### Your goal
Turn the lines from the start of the records through the line containing "edges: an outline", inclusive, into a numbered list with blank lines omitted. Leave the pictures out.

### Task data
──────
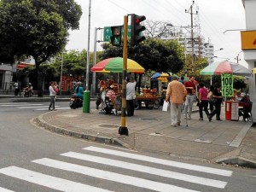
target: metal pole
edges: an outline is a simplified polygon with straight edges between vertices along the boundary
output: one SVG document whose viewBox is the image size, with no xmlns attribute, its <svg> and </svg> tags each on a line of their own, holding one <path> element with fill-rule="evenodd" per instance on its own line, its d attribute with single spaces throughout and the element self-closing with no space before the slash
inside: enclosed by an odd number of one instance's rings
<svg viewBox="0 0 256 192">
<path fill-rule="evenodd" d="M 62 56 L 61 56 L 61 79 L 60 79 L 60 85 L 59 85 L 61 96 L 62 94 L 63 53 L 64 53 L 64 51 L 62 51 Z"/>
<path fill-rule="evenodd" d="M 87 61 L 86 61 L 86 90 L 89 90 L 89 68 L 90 68 L 90 8 L 91 0 L 89 1 L 89 22 L 88 22 L 88 41 L 87 41 Z"/>
<path fill-rule="evenodd" d="M 93 66 L 96 63 L 96 46 L 97 46 L 97 27 L 95 27 L 94 32 L 94 52 L 93 52 Z M 92 96 L 96 96 L 96 73 L 92 73 Z"/>
<path fill-rule="evenodd" d="M 88 23 L 88 46 L 87 46 L 87 62 L 86 62 L 86 82 L 84 92 L 83 113 L 90 113 L 90 93 L 89 86 L 89 68 L 90 68 L 90 7 L 91 0 L 89 1 L 89 23 Z"/>
<path fill-rule="evenodd" d="M 121 125 L 119 129 L 119 134 L 128 136 L 128 128 L 125 126 L 125 111 L 126 111 L 126 71 L 127 71 L 127 32 L 128 32 L 128 16 L 124 17 L 124 46 L 123 46 L 123 81 L 122 81 L 122 113 Z"/>
<path fill-rule="evenodd" d="M 194 2 L 193 2 L 194 3 Z M 191 46 L 192 46 L 192 65 L 194 63 L 194 32 L 193 32 L 193 4 L 191 4 L 191 7 L 190 7 L 190 15 L 191 15 L 191 41 L 192 41 L 192 44 L 191 44 Z"/>
</svg>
──────
### The answer
1. target: metal pole
2. edges: an outline is a simplified polygon with straight edges between vertices along the boundary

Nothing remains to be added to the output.